• Exercise aim: Every record should be repeated exactly, except that pictures are left out.
-----
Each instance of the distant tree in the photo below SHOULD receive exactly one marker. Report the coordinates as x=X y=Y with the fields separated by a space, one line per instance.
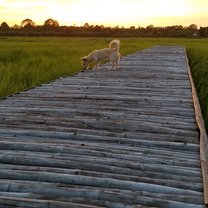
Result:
x=51 y=22
x=16 y=26
x=27 y=23
x=4 y=26
x=132 y=28
x=193 y=27
x=86 y=25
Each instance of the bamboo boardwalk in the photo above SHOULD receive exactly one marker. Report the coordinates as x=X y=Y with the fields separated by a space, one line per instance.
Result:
x=117 y=139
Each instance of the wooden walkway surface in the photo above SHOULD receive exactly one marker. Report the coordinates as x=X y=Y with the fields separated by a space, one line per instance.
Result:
x=118 y=139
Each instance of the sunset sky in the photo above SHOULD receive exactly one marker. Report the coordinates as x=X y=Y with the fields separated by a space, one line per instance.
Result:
x=106 y=12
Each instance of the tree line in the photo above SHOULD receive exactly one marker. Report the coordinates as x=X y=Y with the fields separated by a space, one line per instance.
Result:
x=51 y=27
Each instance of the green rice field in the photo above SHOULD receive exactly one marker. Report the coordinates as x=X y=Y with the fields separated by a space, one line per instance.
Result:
x=26 y=62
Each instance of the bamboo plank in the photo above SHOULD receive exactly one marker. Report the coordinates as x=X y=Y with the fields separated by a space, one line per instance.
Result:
x=103 y=138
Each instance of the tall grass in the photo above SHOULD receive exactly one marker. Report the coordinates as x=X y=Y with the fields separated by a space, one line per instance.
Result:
x=26 y=62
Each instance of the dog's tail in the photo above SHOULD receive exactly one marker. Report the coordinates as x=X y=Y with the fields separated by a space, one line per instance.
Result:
x=115 y=44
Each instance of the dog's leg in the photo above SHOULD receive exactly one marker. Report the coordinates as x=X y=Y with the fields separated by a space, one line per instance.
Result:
x=113 y=65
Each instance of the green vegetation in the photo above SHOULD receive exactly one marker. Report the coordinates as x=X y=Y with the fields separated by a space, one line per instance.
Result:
x=26 y=62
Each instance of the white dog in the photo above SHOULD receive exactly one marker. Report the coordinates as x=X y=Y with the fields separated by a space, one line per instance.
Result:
x=98 y=56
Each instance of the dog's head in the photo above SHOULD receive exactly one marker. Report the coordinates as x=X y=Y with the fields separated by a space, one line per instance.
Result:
x=85 y=62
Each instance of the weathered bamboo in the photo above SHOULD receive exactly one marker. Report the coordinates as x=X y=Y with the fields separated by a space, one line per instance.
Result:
x=102 y=138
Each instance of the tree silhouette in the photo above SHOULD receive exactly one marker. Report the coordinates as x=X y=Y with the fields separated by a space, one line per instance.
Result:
x=27 y=23
x=4 y=26
x=51 y=22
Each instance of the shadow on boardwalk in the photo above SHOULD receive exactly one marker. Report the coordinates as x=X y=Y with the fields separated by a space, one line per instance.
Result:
x=103 y=138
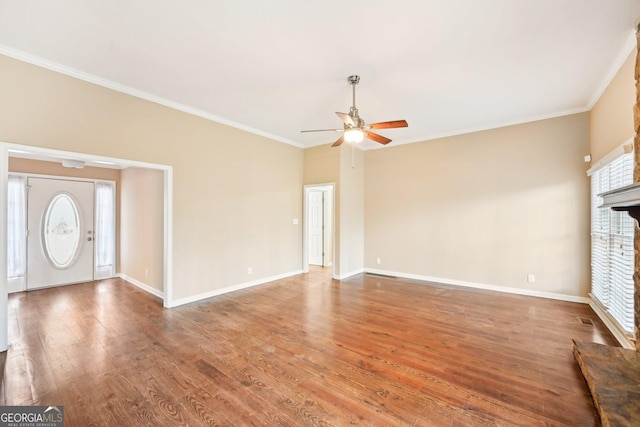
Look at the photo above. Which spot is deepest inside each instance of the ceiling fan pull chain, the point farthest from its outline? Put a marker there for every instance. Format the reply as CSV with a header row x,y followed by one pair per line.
x,y
353,156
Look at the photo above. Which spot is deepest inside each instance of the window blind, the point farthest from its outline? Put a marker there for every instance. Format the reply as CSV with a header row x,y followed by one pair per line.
x,y
612,254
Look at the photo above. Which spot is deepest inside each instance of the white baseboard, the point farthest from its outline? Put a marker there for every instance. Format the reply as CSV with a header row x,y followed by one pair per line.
x,y
612,326
527,292
233,288
141,285
16,285
350,274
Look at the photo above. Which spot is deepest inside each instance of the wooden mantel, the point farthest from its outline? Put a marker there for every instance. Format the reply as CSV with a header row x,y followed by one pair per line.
x,y
624,199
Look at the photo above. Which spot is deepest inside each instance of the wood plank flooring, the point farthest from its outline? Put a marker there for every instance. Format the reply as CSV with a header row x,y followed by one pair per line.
x,y
306,350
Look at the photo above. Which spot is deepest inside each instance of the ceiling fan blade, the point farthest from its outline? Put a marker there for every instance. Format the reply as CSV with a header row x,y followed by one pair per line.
x,y
338,141
323,130
390,124
377,138
346,119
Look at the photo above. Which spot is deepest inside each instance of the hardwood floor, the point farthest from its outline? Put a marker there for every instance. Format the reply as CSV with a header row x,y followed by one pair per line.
x,y
306,350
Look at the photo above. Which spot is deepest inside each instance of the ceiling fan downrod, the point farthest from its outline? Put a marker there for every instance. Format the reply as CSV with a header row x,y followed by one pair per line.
x,y
353,112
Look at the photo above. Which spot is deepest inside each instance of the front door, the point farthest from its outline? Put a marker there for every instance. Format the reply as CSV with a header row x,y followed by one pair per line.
x,y
60,232
316,227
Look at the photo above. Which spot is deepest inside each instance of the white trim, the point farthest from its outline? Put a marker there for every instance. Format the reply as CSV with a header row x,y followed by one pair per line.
x,y
628,47
81,75
229,289
350,274
625,148
168,238
517,291
16,284
141,285
4,286
613,327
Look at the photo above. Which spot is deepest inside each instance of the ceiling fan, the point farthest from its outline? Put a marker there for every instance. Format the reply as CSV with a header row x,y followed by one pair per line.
x,y
355,129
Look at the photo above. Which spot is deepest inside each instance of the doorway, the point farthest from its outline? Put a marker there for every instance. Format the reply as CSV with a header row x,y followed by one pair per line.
x,y
60,241
318,237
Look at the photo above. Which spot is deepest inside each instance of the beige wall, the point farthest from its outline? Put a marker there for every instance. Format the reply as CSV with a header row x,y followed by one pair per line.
x,y
234,193
17,164
485,208
611,117
142,226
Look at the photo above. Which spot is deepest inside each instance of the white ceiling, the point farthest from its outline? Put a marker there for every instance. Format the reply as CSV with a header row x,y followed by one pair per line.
x,y
280,66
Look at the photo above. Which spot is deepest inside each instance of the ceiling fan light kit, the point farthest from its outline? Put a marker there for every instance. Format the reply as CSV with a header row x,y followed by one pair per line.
x,y
354,128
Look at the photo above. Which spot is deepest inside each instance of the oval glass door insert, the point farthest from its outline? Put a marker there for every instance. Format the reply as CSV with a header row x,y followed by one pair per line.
x,y
61,231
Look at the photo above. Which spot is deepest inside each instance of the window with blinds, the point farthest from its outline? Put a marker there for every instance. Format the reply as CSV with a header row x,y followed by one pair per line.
x,y
612,255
-----
• Solution to the problem:
Each instance of the distant tree in the photo below SHOULD receive exactly one marker. Report the coordinates as x=X y=Y with the fields separated by a space, one line per instance.
Result:
x=51 y=22
x=16 y=26
x=27 y=23
x=4 y=26
x=132 y=28
x=193 y=27
x=86 y=25
Each instance of the bamboo boardwalk in the photo above SHOULD receive exactly one marker. Report the coordinates as x=X y=Y with the fields separated by a space, one line per instance.
Result:
x=117 y=139
Each instance of the wooden walkway surface in the photo above SHOULD receive exactly one marker. Report the coordinates as x=X y=Y with the fields separated by a space, one line per instance.
Result:
x=118 y=139
Each instance of the sunset sky in the photo above SHOULD receive exactly one marker. Report the coordinates as x=X y=Y with the fields separated by a space, one line per instance.
Result:
x=106 y=12
Each instance of the tree line in the photo above SHOULD receive exactly one marker. Report the coordinates as x=X y=Y with the fields separated by a space, one line per instance.
Result:
x=51 y=27
Each instance of the green rice field in the photo above SHOULD receive exactly one marker. Report the coordinates as x=X y=Y with the fields separated by a space, one line per instance.
Result:
x=26 y=62
Each instance of the bamboo plank in the photo above SHOULD receive exactly one marker. Report the coordinates as x=X y=Y with the fields separated by a space, one line per instance.
Result:
x=103 y=138
Each instance of the tall grass in the photo above SHOULD receive exactly one marker. Report the coordinates as x=X y=Y with the fields separated by a space, one line per instance.
Result:
x=26 y=62
Each instance of the dog's tail in the photo above SHOULD receive exactly one marker. Report the coordinates as x=X y=Y with the fields separated by a space, one line per instance.
Result:
x=115 y=44
Each instance of the dog's leg in the photo above SHOULD receive exactly one marker. Report the coordinates as x=X y=Y with the fields separated by a space, one line per instance.
Result:
x=113 y=65
Each instance of the green vegetation in the photo above SHOULD receive exactly one marker. Report the coordinates as x=X y=Y with the fields separated by a space, one line per instance.
Result:
x=26 y=62
Each instance of the white dog in the photo above SHOULD receive exactly one marker. Report the coordinates as x=X y=Y with the fields separated by a space, one line per instance.
Result:
x=98 y=56
Each instance of the dog's head in the photo above SHOULD receive exactly one marker. Report the coordinates as x=X y=Y with the fields separated by a space, one line per instance.
Result:
x=85 y=62
Each instance of the weathered bamboo in the photo above SHOULD receive exactly one marker. Report the coordinates as x=X y=Y with the fields separated by a space, one line per instance.
Result:
x=102 y=138
Each instance of the tree silhouette in the photo above SHOULD receive exactly one marker. Report the coordinates as x=X y=Y with the fields separated by a space, one line per instance.
Result:
x=27 y=23
x=4 y=26
x=51 y=22
Each instance of the shadow on boardwalk in the photo above SHOULD receive exactly one marker. Report the coordinates as x=X y=Y with the fields separated by a space, one line per instance.
Result:
x=103 y=138
Look at the photo above. Which spot is deepest inside each instance of the ceiling fan pull chain, the point farthest from its outline? Put a marker there for every instance. Format the reply as CSV with a header row x,y followed by one pair per line.
x,y
353,156
Look at the photo above. Which spot is deepest inside each instance of the window blind, the point farthest from its outline? Put a marker there for every instance. Format the reply as CSV with a header row x,y followed by one pair per line.
x,y
612,254
Look at the photo above. Which spot is deepest inside each instance of the white baseboard, the point farthest from its outline? Put a marker there for every instance. Format the reply as CSV with a header row x,y followed by one pair per line.
x,y
612,326
527,292
233,288
141,285
16,285
350,274
Look at the photo above. Which spot is deepest inside each instance of the wooden mantel, the point farthest from its outline? Put a marker there for every instance. Format the reply as CSV with a header row x,y followed by one pair per line.
x,y
624,199
Look at the photo above. Which spot is deepest inside each instance of the wood plank flooring, the point farthest from its outline? Put a marker there for every instance. Format the reply as CSV with a header row x,y followed by one pair per line.
x,y
306,350
Look at the photo above. Which spot is deepest inside each instance of the ceiling fan blade, the point farthest from its outline? Put a marker there for every instance. Format the reply as CSV with a header row x,y followed by one pair per line.
x,y
338,141
323,130
390,124
377,138
346,119
Look at the photo above. Which spot is deepest inside each instance of the hardwood floor, the point farthest from its outline? Put a marker there for every instance. Format the reply as CSV with a header row x,y followed by one pair per line.
x,y
306,350
Look at the photo above. Which spot is deepest inside each instance of the ceiling fan downrod, the point farthest from its outline? Put a marker there for every instance. Format the reply as CSV with a header row x,y followed by one pair per line.
x,y
353,112
Look at the photo above. Which spot is deepest inside each instance of the front door, the point farthest from its outline? Put a marker there for every instance. Format the reply as CSV with a header row x,y followed by one pair per line.
x,y
60,232
316,227
Look at the photo above. Which spot is deepest inside each instance of the white trim, the point farthest from its outline? Put a marker there for every instance. Format the reply as CSV with a header row x,y followed by one pair per line.
x,y
628,47
81,75
229,289
350,274
625,148
168,238
517,291
16,284
141,285
4,286
613,327
Look at the photo above. Which spot is deepest inside each instance of the ceiling fan, the point farthest from its outline? Put a marker there for every instance. Format the reply as CSV with a header row x,y followed by one pair per line.
x,y
355,129
Look at the photo above. Which spot is deepest inside each instance of the doorway, the point farthest from its outline? Put a marker there for every instance. Format the reply as CSV with a header row x,y followed by one pair per line.
x,y
60,241
318,237
Look at the photo above. Which spot is deepest inside each instance of the beige wall, the point farthest from its outline? Put a marker there for every instance. Format the reply as CSV with a header row x,y followed by one pair per line.
x,y
234,193
17,164
485,208
611,117
142,226
Look at the photo above. Which spot is deepest inside each instance of the white ceiling, the point farthest from its outline? Put a marker there for every instance. Format the reply as CSV with a header row x,y followed by one pair per line.
x,y
280,66
Look at the photo above. Which spot is deepest inside each instance of the ceiling fan light kit, the point farthest from its outline? Put a marker there for every instance. Format the reply as CSV with a header row x,y followed by one pair per line.
x,y
354,128
Look at the photo above. Which spot is deepest inside each instance of the oval glass door insert, the point farthest from its outline? Put a marker there for every instance. Format the reply as CSV with a header row x,y followed by one pair per line.
x,y
61,231
Look at the photo above. Which spot is deepest inside each instance of the window with blinds, the point farthest from its outline? Put a marker there for every instance. Format the reply as CSV with a header row x,y followed by one pair per line.
x,y
612,255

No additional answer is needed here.